## Action item
Could you restate the entries word for word, without the images?

## Exercise material
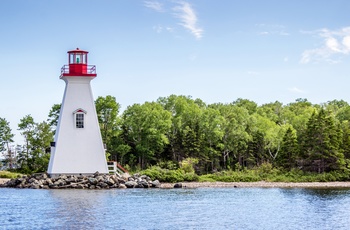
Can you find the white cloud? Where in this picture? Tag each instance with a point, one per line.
(154, 5)
(296, 90)
(254, 73)
(336, 43)
(158, 29)
(188, 18)
(272, 29)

## Exercise answer
Can you find the white cloud? Where in this picture? Tag each instance with a point, one per line.
(154, 5)
(296, 90)
(254, 73)
(336, 43)
(158, 29)
(188, 18)
(272, 29)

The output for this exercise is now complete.